>>>

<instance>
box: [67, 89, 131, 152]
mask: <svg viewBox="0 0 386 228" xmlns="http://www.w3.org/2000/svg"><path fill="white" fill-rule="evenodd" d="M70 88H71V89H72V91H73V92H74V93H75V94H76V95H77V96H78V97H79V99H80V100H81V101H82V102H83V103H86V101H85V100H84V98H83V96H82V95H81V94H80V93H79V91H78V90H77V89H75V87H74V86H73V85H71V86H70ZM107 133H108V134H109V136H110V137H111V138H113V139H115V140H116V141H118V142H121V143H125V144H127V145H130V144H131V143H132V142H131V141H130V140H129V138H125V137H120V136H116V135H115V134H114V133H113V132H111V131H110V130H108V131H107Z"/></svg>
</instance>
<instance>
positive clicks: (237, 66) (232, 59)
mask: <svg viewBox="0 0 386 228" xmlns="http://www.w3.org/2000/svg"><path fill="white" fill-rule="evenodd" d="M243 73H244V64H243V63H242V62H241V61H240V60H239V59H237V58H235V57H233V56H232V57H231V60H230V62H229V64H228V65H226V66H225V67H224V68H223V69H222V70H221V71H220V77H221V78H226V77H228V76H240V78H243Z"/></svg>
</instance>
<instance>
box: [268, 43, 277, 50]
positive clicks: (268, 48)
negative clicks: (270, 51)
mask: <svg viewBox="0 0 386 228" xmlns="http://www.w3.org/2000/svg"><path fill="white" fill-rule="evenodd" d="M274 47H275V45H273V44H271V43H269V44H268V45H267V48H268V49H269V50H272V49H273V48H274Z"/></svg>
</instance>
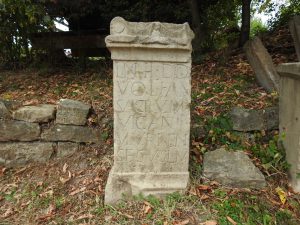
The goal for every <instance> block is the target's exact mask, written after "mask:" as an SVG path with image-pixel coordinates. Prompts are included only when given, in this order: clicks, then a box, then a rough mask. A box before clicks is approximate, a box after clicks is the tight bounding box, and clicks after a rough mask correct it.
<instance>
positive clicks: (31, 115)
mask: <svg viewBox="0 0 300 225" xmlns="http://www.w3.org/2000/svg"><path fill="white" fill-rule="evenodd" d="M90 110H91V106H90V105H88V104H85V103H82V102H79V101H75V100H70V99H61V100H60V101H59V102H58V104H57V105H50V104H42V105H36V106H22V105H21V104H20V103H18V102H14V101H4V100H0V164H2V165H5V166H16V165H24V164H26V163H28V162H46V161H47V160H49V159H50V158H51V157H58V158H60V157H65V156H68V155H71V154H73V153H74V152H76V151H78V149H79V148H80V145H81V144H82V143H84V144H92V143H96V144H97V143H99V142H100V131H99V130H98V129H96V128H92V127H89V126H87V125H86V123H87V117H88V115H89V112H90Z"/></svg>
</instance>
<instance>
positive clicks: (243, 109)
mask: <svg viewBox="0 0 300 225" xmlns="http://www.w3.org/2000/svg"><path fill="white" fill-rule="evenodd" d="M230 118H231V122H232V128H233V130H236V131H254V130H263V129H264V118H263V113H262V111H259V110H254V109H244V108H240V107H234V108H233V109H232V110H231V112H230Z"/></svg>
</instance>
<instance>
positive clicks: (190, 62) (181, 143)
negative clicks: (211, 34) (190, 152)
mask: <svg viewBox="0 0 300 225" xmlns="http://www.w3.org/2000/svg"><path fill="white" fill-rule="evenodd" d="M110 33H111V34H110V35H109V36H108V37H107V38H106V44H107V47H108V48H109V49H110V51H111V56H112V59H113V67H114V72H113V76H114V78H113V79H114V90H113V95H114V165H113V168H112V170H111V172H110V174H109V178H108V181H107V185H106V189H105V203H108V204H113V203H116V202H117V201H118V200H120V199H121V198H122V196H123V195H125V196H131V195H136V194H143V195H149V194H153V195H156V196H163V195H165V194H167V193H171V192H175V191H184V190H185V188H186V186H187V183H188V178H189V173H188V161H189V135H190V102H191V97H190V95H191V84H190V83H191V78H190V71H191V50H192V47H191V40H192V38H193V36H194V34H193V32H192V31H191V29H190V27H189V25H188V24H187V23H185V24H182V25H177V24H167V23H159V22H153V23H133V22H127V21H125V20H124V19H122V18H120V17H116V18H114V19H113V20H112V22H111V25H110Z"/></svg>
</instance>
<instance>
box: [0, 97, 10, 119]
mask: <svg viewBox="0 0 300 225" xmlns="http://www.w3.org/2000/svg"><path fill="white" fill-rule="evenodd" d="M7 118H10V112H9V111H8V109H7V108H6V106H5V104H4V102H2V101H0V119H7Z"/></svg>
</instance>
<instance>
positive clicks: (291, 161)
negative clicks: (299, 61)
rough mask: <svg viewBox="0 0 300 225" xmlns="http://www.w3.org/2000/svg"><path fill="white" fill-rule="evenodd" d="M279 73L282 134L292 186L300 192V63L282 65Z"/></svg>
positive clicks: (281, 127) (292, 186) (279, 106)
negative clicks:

<<<
>>>

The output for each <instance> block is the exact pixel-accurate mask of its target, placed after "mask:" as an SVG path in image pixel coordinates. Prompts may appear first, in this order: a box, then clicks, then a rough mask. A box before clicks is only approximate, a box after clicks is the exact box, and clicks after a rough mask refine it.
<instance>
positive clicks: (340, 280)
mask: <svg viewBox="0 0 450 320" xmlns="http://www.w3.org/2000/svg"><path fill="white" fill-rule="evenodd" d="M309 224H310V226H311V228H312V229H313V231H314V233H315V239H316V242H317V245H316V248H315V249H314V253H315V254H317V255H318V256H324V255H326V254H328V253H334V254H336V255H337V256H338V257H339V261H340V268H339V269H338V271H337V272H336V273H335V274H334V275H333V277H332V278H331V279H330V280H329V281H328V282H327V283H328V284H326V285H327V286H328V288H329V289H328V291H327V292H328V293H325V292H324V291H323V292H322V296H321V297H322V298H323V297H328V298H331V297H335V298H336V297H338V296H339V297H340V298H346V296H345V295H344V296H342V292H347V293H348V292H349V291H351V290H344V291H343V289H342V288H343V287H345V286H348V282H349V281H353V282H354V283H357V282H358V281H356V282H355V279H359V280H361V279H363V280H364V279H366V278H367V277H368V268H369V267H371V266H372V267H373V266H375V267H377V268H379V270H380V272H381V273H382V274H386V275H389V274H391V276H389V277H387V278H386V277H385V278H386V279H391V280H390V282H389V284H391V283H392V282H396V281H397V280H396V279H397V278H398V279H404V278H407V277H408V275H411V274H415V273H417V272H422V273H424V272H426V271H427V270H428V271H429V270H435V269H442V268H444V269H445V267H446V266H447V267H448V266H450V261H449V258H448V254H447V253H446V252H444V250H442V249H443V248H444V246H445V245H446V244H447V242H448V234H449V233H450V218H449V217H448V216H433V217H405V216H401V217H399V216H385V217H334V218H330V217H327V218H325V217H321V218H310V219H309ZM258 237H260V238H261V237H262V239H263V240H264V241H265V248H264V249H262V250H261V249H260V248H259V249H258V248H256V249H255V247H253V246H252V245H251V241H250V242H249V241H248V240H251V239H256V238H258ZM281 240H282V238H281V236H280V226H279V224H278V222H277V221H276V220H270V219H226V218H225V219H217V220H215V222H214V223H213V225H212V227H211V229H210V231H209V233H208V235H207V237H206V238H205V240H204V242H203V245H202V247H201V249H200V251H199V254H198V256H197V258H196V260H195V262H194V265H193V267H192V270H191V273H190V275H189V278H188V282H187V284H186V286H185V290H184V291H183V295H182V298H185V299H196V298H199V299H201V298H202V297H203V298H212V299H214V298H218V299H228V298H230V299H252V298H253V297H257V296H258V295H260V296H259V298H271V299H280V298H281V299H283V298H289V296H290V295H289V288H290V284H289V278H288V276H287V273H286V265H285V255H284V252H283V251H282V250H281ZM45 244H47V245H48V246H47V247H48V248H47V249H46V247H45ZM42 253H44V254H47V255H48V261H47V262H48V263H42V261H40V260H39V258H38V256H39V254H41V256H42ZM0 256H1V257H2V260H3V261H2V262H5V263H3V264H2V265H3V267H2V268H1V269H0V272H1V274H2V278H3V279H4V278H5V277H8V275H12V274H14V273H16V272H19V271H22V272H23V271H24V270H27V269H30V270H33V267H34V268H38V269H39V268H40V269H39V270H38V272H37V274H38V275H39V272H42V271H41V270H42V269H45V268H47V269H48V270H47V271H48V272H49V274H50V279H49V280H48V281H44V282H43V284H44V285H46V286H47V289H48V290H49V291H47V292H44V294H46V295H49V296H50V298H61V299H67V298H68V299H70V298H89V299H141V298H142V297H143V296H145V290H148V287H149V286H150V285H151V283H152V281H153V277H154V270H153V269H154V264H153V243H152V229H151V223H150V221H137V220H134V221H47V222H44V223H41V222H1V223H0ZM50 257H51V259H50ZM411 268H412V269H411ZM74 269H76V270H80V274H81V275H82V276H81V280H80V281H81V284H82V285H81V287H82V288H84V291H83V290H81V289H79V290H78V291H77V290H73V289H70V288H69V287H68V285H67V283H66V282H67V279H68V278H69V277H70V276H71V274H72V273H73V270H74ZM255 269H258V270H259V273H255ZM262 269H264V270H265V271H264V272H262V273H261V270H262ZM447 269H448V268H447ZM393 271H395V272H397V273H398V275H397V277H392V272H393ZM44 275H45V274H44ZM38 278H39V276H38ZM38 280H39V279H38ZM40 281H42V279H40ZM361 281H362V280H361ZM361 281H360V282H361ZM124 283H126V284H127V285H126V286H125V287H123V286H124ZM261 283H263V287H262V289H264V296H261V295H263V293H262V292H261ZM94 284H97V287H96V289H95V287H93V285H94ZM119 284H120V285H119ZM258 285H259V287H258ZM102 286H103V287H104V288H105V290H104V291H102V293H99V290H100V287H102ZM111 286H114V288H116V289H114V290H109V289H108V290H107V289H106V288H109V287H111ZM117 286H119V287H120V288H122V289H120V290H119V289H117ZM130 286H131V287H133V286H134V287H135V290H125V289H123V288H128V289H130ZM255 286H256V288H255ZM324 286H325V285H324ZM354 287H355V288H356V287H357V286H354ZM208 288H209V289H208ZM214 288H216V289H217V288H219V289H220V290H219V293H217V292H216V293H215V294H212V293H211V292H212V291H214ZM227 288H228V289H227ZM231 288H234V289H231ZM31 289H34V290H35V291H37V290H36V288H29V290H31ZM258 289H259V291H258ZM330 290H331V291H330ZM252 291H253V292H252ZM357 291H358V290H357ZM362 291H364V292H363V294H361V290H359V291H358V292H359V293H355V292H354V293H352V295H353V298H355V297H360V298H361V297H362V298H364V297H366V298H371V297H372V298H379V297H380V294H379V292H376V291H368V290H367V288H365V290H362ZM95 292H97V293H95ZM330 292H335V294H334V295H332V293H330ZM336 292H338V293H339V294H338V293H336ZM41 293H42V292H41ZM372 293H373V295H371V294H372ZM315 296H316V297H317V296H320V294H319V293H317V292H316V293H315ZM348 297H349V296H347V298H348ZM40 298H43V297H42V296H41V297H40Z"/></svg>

<<<

DESCRIPTION OF THE TASK.
In the material above, please find every line that includes the word "exact" and copy it.

THE COMPLETED TASK.
The goal for every <instance> block is the target's exact mask, written after "mask:" as an SVG path with image-pixel coordinates. Prompts are included only when given, in this order: clicks, then a box, then a rough mask. A box before clicks is approximate, a box after clicks is the tight bounding box, and clicks after a rough mask correct it.
The output for each <instance> block is the exact pixel-accurate mask of its target, placed after "mask:" as an SVG path in image pixel coordinates. Prompts may appear first, in this order: a box, then clicks, then a rough mask. A box before clicks is only approximate, a box after clicks is the exact box, and clicks after a rough mask refine it.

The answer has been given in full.